§ DATASET EXCERPTS:
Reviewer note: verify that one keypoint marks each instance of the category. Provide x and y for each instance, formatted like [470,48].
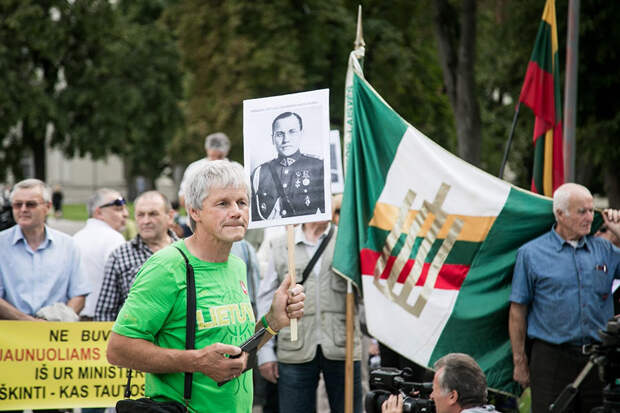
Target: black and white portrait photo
[286,155]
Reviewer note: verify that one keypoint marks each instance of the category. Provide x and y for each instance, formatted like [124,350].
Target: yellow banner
[49,365]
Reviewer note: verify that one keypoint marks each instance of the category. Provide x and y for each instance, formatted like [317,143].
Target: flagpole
[570,90]
[350,299]
[509,142]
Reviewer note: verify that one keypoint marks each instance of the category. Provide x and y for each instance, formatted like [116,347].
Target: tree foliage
[88,79]
[241,50]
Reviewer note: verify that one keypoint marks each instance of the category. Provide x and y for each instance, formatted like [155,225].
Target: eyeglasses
[29,204]
[117,202]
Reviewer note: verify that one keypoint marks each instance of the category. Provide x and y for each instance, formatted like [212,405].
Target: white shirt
[96,241]
[269,284]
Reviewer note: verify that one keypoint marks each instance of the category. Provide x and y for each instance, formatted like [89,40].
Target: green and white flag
[430,240]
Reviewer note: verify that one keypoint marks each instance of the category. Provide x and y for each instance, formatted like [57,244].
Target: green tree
[241,50]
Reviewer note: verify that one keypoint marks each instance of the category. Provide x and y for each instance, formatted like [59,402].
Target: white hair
[561,197]
[215,174]
[46,192]
[219,141]
[97,199]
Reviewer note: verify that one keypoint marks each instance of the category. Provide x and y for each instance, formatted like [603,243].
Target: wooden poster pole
[290,230]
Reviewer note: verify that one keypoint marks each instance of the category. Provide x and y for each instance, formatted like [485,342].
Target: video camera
[605,356]
[387,380]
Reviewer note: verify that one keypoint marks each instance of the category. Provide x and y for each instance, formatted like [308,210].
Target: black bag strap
[317,255]
[190,320]
[283,197]
[190,328]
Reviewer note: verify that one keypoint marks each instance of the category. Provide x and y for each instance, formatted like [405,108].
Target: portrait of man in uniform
[286,155]
[292,183]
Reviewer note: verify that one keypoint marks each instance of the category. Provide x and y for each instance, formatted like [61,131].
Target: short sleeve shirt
[567,289]
[155,310]
[31,280]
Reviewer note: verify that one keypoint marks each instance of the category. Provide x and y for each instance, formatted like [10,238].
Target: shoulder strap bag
[146,404]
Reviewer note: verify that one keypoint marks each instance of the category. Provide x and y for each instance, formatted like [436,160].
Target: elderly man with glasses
[102,234]
[39,266]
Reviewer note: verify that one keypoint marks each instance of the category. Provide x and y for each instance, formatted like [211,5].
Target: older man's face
[224,214]
[115,215]
[286,135]
[576,222]
[152,219]
[29,209]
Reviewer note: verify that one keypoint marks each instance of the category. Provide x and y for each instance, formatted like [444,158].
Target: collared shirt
[269,284]
[30,280]
[119,273]
[96,242]
[567,289]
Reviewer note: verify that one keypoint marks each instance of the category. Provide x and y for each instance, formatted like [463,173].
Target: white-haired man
[149,333]
[217,146]
[107,215]
[561,296]
[39,266]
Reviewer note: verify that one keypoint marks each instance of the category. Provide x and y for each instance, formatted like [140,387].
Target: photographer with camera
[459,385]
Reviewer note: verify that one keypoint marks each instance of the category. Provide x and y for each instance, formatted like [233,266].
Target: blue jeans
[298,382]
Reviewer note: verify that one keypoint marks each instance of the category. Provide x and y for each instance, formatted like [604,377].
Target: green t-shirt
[155,310]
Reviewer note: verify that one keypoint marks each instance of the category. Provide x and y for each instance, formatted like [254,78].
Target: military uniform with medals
[301,178]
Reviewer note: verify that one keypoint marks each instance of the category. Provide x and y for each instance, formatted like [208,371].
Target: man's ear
[194,214]
[453,397]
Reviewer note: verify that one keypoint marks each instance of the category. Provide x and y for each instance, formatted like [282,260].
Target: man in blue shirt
[39,266]
[561,296]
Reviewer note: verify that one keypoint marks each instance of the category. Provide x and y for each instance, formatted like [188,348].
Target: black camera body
[387,380]
[607,357]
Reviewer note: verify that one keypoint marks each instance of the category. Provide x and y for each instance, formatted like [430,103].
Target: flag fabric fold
[430,240]
[541,93]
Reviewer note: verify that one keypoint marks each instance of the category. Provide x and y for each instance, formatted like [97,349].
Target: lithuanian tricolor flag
[541,92]
[430,240]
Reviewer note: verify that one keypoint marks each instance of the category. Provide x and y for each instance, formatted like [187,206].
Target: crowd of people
[561,295]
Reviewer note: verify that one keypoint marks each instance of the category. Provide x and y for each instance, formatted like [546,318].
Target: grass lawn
[77,212]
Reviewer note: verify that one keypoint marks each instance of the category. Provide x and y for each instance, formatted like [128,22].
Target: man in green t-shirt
[149,333]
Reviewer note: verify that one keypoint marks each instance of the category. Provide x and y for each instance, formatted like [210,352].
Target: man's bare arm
[517,329]
[9,312]
[145,356]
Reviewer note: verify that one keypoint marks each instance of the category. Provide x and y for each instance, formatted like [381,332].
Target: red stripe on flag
[537,93]
[451,276]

§ DIRECTIONS FOR THIS TASK: Rewrite the items from the line with "formatted like [254,78]." up to and including the last line of the items, keeping the requests unchanged. Shift every x and y coordinate in the answers by -75, but leave the sample coordinates inside the requests as they are.

§ ANSWER TO THIS PROBLEM:
Reviewer note: verify that one keypoint marks each instance of the category. Provide x and y for each instance, formatted like [254,78].
Target: military uniform with medals
[226,103]
Reviewer note: verify that one keypoint marks each instance of the category. Provide x and y for each instance, formatted like [208,371].
Target: man's ear
[119,139]
[378,322]
Reviewer note: verify that one keypoint marks each instance of the category. Provide x and y for each instance, formatted like [282,260].
Target: man in blue shirt
[-36,191]
[486,221]
Reviewer note: verify that one keypoint marks each instance of the category. Provide x and y for each instance, formatted like [188,348].
Target: black camera body
[312,305]
[532,282]
Reviewer note: verify that one keypoint marks each instance of the category. Provide x and y for each instance, formatted like [430,103].
Target: flag fabric fold
[355,165]
[466,18]
Reviewer note: verify that one keypoint marks each instance of the category. Provide x and y for each instance, formatted like [97,349].
Target: lithuanian tricolor flag
[466,17]
[355,165]
Reviewer note: verify that one keypoint marks each instance of the category. Provide x and y for each instance, formatted like [187,206].
Target: crowd of people
[486,220]
Reviewer note: verify that one keypoint marks each instance of the category. Provide x and y for each instance, formatted like [546,318].
Target: grass lawn
[2,137]
Reviewer note: verify that one keypoint marks each instance of the category. Provide x and y for each instance, formatted like [128,22].
Target: man in green t-shirt
[74,258]
Reviewer note: verify that one keypoint marks each instance of the category. Provide x and y for each instance, formatted like [210,352].
Target: man's bare arm
[442,254]
[-66,237]
[70,281]
Reviewer note: verify that one keypoint marks each instance of the category. Provide x and y for each instance, formatted like [381,332].
Target: red stripe on flag
[462,18]
[376,201]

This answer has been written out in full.